**YOUR TASK:** Look below for the line containing "of the windshield". Reproduce it and every line after it exactly, and nothing more.

(Data records)

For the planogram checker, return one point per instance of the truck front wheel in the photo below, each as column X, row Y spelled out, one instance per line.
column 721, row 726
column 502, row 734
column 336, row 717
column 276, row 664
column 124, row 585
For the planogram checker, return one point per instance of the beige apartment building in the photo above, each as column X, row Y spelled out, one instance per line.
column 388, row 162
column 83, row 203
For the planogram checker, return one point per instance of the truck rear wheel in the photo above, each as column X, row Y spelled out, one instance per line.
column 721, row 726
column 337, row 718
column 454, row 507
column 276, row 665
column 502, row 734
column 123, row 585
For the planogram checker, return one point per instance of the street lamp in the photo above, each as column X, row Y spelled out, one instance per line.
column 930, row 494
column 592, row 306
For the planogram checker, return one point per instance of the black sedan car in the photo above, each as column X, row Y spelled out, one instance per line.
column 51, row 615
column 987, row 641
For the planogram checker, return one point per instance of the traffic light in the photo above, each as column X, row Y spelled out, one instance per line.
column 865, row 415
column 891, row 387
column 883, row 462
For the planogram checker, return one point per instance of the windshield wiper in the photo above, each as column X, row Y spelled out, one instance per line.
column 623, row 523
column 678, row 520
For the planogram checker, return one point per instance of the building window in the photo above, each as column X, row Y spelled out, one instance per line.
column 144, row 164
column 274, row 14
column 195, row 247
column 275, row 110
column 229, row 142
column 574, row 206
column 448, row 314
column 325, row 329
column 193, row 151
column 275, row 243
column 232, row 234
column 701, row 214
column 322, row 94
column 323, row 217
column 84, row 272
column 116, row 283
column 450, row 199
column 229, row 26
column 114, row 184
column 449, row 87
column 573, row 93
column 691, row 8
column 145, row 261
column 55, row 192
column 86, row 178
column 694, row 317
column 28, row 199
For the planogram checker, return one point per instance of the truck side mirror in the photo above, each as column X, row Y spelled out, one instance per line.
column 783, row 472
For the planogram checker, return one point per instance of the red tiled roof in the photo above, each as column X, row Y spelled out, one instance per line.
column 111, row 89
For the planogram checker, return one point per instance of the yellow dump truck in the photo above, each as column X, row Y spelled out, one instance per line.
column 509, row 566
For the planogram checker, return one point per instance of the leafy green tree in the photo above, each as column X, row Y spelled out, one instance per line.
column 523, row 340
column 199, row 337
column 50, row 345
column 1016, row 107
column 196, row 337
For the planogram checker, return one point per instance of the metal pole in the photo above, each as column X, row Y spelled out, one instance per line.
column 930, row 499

**PROBLEM SOLUTION:**
For the planogram checker, return one point per instance of the windshield wiper in the photo above, each as column X, row Y spelled out, one instance per line.
column 623, row 523
column 678, row 520
For the planogram checker, return one point per instance of the building window in the photo above, each as column X, row Y spelled out, one instance per line.
column 144, row 164
column 274, row 14
column 195, row 247
column 275, row 110
column 229, row 142
column 574, row 206
column 448, row 314
column 325, row 329
column 193, row 151
column 275, row 243
column 232, row 234
column 701, row 214
column 322, row 94
column 323, row 217
column 84, row 272
column 116, row 283
column 450, row 199
column 229, row 26
column 114, row 184
column 449, row 87
column 573, row 93
column 691, row 8
column 145, row 261
column 55, row 192
column 86, row 178
column 694, row 317
column 28, row 199
For the planogram checker, return one point per instance of the truck side mirror in the photo above, each as column X, row Y spelled out, one instance per line.
column 783, row 472
For the planogram checker, return one point per instance of the red tiled roof in the photo above, each as column X, row Y spelled out, one instance per line.
column 111, row 89
For the planogram checker, return one point per instance of the yellow dump truck in the photo above, each as column X, row Y spelled out, one instance per line.
column 509, row 566
For the planogram checker, return one point per instance of the leafy green tree in the photo above, each as column X, row Y spelled out, one instance per line.
column 523, row 340
column 199, row 337
column 50, row 345
column 1016, row 107
column 196, row 337
For the planogram checker, return one point per instance of the metal pole in the photo above, each as column X, row Y spelled out, one instance per line.
column 930, row 499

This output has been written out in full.